Passage to read:
------------------------------

= Chen Jiulin =

Chen Jiulin (陈久霖) was born on October 20, 1961, and he is the former Managing Director and CEO of China Aviation Oil (Singapore) Corporation Ltd (CAO). During his leadership, CAO's net asset worth increased from US$176,000 to US$150,000,000, an increase of 85,200%. The market cap rose to 1.1 billion US dollars, which was 5,022 times the original value. Due to these incredible accomplishments, Chen Jiulin became a business legend and was named "The King of Aviation Oil".

In 2004, CAO suffered huge losses due to oil future trading. Chen was forced to leave the company and was arrested by the Singapore police. In March 2006, the Singapore court sentenced Chen Jiulin to four years and three months imprisonment. Chen Jiulin served 1035 days in Singapore prison and was released on bail on January 20, 2009.

==Early life==
Chen was born in 1961 at Baolong Village of Xishui County, Huanggang City, Hubei Province.

In October 1981, Chen resigned from a bank in order to concentrate on the preparations for the college entrance exams and was admitted to Peking University in 1982. While studying in the Oriental Studies Department, he attended Vietnamese classes, but learned English at the same time. After that, he successfully obtained a master's degree in Private International Law from China University of Political Science and Law, a master's degree in Business Management from National University of Singapore and a PhD in Civil and Commercial Law from Tsinghua University.

==Career==

After graduating from Peking University, Chen was employed by the Civil Aviation Administration of China, where he served as a translator and gained experience in the aviation business. After a reform, the organization was divided in five parts and Chen Jiulin was assigned to work with Air China. In 1990 joined a Sino-German joint venture named Aircraft Maintenance and Engineering Co. Ltd. Beijing, where he worked as an assistant to foreign experts. In 1993 he joined China Aviation Oil Supply Corporation and participated in the construction and negotiations of Hong Kong's new airport. After that, he worked as the Chinese chief negotiator for South China Bluesky Aviation Oil Co., Ltd., Tianjin International Petroleum Storage and Transportation Co., Ltd., and other large projects. All of them are the large Sino and foreign Joint Venture projects. CAO's predecessor, China Aviation Oil Transport (Singapore) Private Ltd., was also built up by Chen Jiulin.

------------------------------

Recorded information:
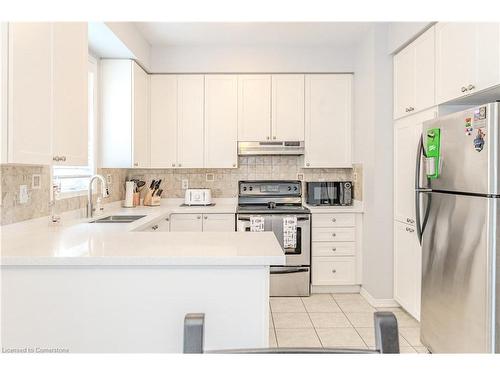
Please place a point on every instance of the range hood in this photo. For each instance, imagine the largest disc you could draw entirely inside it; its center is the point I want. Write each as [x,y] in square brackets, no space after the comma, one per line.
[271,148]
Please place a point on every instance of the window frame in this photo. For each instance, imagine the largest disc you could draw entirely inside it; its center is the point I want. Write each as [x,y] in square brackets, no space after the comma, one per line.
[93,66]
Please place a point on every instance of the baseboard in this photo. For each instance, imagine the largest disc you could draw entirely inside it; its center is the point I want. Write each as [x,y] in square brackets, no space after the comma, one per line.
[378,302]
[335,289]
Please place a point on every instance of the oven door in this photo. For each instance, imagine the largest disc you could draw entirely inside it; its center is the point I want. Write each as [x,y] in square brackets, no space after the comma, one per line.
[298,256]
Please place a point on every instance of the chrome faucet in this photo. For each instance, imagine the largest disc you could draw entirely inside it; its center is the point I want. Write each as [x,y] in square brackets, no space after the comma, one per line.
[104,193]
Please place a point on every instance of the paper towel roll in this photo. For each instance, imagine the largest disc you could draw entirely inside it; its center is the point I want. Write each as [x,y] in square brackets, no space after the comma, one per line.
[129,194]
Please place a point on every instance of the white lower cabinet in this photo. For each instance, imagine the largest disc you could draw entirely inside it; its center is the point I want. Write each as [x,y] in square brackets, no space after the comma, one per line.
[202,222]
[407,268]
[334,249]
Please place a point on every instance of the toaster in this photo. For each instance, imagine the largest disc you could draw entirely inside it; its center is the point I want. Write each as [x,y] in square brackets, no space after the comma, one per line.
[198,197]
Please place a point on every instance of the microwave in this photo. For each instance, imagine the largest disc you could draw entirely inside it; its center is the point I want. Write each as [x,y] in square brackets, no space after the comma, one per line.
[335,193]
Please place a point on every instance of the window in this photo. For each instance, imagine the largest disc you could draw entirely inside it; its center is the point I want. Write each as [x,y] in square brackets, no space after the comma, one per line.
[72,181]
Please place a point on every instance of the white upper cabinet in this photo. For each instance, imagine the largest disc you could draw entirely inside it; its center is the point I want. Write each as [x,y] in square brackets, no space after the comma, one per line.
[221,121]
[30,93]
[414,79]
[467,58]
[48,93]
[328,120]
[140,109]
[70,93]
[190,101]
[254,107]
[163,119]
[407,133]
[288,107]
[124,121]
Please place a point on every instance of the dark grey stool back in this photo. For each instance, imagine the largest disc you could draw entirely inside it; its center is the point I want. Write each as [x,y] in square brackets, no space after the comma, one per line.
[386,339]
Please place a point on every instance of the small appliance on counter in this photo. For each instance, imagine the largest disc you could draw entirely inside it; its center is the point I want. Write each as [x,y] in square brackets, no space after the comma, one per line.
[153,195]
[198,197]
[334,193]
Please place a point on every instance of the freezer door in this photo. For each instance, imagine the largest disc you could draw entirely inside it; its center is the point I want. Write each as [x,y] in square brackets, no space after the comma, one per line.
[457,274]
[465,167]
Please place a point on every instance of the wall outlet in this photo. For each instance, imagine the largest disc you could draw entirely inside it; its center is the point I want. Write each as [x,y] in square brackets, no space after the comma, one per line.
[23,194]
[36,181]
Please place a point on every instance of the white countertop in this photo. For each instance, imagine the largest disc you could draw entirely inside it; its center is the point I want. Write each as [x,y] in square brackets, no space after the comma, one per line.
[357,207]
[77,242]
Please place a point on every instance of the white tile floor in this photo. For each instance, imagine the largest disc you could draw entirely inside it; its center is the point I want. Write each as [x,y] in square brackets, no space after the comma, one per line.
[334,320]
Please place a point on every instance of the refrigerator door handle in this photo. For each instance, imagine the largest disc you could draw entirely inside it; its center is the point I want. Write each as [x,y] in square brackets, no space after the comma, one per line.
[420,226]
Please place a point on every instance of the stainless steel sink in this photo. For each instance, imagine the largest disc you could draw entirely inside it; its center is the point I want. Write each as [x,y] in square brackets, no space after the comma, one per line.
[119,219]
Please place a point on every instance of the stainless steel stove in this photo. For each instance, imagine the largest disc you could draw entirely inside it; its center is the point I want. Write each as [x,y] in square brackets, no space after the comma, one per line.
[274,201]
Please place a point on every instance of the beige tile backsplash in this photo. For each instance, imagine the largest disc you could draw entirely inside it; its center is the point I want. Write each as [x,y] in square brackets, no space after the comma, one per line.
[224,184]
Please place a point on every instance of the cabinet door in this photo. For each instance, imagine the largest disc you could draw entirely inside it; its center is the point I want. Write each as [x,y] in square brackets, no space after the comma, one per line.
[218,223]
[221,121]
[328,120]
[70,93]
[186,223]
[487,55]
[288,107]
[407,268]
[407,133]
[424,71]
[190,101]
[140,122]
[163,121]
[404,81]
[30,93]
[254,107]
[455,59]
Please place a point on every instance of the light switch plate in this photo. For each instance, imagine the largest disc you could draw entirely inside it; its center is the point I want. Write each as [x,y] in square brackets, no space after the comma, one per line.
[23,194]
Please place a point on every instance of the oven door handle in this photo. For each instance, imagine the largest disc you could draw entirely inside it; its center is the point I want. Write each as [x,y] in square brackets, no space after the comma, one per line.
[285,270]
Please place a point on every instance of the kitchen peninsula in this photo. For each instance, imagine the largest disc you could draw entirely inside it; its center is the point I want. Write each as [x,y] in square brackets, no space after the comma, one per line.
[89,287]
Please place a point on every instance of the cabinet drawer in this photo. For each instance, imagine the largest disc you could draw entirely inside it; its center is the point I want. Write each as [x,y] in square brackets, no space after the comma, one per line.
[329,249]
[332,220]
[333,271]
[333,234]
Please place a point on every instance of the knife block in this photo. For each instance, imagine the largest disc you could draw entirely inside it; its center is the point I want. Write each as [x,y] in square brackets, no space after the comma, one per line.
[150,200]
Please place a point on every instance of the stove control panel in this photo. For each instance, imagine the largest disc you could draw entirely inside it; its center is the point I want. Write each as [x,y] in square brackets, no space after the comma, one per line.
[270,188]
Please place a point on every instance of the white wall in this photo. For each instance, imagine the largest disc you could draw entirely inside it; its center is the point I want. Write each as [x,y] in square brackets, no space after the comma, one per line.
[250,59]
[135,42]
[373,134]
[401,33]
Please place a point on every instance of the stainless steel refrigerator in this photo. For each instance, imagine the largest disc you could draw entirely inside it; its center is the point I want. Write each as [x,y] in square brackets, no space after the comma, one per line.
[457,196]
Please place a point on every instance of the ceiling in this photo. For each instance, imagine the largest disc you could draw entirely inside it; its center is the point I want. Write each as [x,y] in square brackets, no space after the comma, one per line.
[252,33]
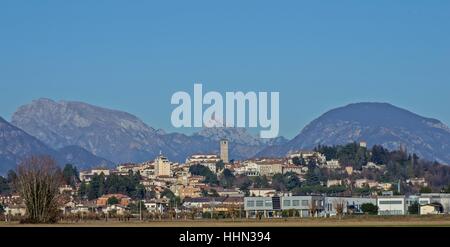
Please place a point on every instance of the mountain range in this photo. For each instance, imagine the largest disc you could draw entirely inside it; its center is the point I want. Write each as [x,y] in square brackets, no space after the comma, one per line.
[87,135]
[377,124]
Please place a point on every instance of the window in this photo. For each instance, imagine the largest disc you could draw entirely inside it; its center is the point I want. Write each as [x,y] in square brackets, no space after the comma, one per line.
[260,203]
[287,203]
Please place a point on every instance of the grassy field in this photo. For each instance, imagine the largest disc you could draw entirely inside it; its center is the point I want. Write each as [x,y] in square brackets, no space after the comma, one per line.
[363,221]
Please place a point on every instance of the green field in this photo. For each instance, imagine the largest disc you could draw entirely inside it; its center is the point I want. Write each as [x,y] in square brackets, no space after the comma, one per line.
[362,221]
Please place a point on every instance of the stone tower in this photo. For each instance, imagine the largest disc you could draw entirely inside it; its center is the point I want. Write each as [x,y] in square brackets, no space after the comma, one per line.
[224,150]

------------------------------

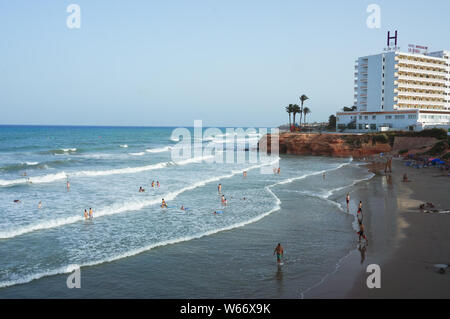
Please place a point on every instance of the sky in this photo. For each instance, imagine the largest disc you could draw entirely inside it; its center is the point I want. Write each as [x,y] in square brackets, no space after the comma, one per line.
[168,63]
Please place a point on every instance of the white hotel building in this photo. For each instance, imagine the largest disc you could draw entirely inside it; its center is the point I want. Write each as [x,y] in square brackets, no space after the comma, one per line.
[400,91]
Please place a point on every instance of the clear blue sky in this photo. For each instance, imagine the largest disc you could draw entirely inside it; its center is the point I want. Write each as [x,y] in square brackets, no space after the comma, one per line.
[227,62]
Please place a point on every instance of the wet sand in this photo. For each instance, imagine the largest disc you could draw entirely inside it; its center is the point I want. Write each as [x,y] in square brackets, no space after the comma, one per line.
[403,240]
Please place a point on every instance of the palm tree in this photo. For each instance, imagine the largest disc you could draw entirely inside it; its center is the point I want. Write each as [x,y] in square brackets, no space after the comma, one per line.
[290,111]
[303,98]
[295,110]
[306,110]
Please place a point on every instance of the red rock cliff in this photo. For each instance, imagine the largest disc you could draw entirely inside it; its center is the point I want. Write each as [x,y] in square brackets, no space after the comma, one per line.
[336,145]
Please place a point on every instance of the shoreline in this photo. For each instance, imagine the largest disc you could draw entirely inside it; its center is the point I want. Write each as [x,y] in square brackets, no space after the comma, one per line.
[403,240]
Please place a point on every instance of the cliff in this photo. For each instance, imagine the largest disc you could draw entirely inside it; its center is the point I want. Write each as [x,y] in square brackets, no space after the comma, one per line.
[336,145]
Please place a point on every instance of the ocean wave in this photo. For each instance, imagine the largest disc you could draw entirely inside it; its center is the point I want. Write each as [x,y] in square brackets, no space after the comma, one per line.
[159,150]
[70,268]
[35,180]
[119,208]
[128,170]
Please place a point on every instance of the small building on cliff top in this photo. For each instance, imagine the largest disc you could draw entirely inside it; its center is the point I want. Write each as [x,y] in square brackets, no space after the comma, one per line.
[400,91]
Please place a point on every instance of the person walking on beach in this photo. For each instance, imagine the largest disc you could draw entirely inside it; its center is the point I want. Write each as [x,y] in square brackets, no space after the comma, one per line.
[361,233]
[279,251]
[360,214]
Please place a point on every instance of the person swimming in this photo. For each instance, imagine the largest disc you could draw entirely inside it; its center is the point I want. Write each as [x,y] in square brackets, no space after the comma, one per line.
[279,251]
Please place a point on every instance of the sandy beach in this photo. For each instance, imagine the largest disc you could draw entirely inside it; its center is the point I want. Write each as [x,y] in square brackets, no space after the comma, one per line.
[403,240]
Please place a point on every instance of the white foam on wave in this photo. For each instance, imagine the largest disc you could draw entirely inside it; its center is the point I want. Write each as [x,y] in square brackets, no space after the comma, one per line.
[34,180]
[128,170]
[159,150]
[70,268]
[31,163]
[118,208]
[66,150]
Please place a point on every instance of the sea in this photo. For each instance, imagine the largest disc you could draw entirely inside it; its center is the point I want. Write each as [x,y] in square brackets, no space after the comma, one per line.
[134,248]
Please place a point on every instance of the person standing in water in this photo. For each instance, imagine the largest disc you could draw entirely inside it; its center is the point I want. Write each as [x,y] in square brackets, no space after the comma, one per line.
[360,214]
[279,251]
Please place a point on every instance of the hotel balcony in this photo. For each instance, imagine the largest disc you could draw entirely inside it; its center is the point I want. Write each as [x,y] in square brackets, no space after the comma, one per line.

------------------------------

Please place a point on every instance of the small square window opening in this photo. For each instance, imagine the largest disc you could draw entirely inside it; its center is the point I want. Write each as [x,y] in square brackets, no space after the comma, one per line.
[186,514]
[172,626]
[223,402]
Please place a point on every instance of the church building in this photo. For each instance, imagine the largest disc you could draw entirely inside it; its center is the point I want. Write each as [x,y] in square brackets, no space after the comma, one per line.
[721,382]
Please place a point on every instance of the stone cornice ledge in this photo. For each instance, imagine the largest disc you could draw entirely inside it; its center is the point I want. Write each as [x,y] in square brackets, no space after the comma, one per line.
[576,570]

------------------------------

Stated exercise 1:
According to the Chen Jiulin article, which university admitted Chen in 1982?
Stated exercise 2:
Check each statement against the Chen Jiulin article and answer yes or no, quoting the words that decide it: (a) A Singapore court sentenced Chen to four years and three months in prison in March 2006. (b) In the Oriental Studies Department, Chen attended Japanese classes. (c) In 1990 Chen joined Air China.
Stated exercise 3:
Resume the Chen Jiulin article after its last sentence.

Reply 1:
Peking University.

Reply 2:
(a) Yes: "In March 2006, the Singapore court sentenced Chen Jiulin to four years and three months imprisonment."
(b) No: "he attended Vietnamese classes, but learned English at the same time."
(c) No: "In 1990 joined a Sino-German joint venture named Aircraft Maintenance and Engineering Co. Ltd. Beijing"

Reply 3:
During the Asian financial crisis in 1997, CAO's parent seconded Chen to take over the helm of CAO in Singapore, CAO (Singapore) Ltd., where he served as managing director and CEO. CAO was established in 1993 and after suffering losses during the first two years, it remained dormant for another two years. When Chen took control over the company, he only had US$219,000 and the company was quickly falling into red numbers at the end of 1997. In order to turn it around, Chen gradually monopolized the imported aviation oil market in China, increasing the company's purchasing and transportation power by taking the measures of participating in the tendering of China imported jet fuel, followed by bulk purchasing, centralized transportation and other methods.

Besides the significant improvements at CAO under Chen's leadership, the company also planned and led a series of Mergers & Acquisitions. Through these actions, Chen has set up a good example for Chinese enterprises that have the intention to venture overseas.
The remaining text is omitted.